SUPPLIED TEXT:
────────────────────────────────────────

-keepsakes-

i uttered a prayer... that you might find your way back to me... and yes you did!

Sunday, April 23, 2006

.:.MiRRoR of mY heArt.:.

We were merely people who work for the same company; she was a familiar face, mostly to be seen outside during fifteen minute breaks, indulging her cancer cells, while I, a reformed nicotine-dependent (ehem ehem six months na po! Bow), would simply go out to savor the company of friends who are still into the habit.

A new project launched by their department paved the way for a formal introduction. During the one-hour discussion, my shoulders shook violently with mirth as we shared funny stories here and there, of course in relation to the project at hand. We soon found out we had a lot of common friends, including a former agent of mine who is now very much busy with her new business, where she - my new friend, is a partner. I did consider their service, I still am. Then all of a sudden, while we were talking on the phone, she asked me a question I’ve been asking myself for sometime now. And I know she could sense how I’m feeling. She confirmed my thoughts without me having to utter a word. I know that she means well and that it would be right to listen to what she has to say. After all, her years have made her wise.

I then went to their pod to say goodbye for the day, when she showed a blog entry she wrote for me.

Ever After

No colored texts, no outlined stresses or phrases written out in bold.

────────────────────────────────────────

DATA:
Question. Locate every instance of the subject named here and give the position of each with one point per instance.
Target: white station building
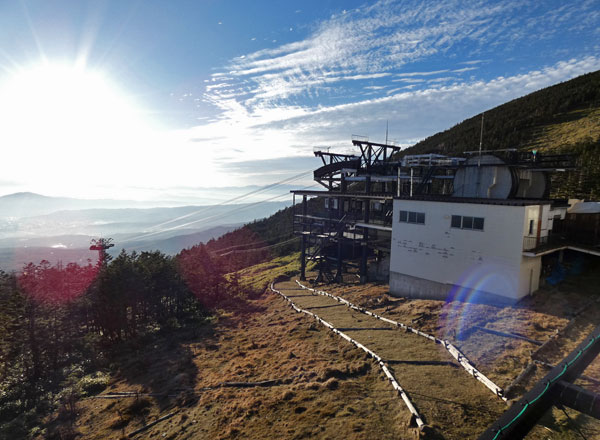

────────────────────────────────────────

PROBLEMS TO WORK ON:
a - Rewrite the paragraph of the blog post beginning "A new project launched by their department" as a brief bulleted list that keeps its main facts.
b - In the blog post, how long was the discussion during which the two shared funny stories about the project?
c - Reproduce word for word the passage of the blog post that opens with the words "A new project" and closes with "made her wise.".

SOLUTIONS BY TASK:
a -
- A new project from her department led to a formal introduction.
- In a one-hour discussion, they shared funny stories related to the project.
- They found they had many friends in common, including the writer's former agent, who now runs a new business in which the new friend is a partner.
- The writer considered their service and still does.
- During a phone call, she asked a question the writer had been asking for some time, sensed the writer's feelings, and confirmed those thoughts without the writer saying a word.
- The writer knows she means well and that it would be right to listen to her, since her years have made her wise.

b - One hour.

c -
A new project launched by their department paved the way for a formal introduction. During the one-hour discussion, my shoulders shook violently with mirth as we shared funny stories here and there, of course in relation to the project at hand. We soon found out we had a lot of common friends, including a former agent of mine who is now very much busy with her new business, where she - my new friend, is a partner. I did consider their service, I still am. Then all of a sudden, while we were talking on the phone, she asked me a question I’ve been asking myself for sometime now. And I know she could sense how I’m feeling. She confirmed my thoughts without me having to utter a word. I know that she means well and that it would be right to listen to what she has to say. After all, her years have made her wise.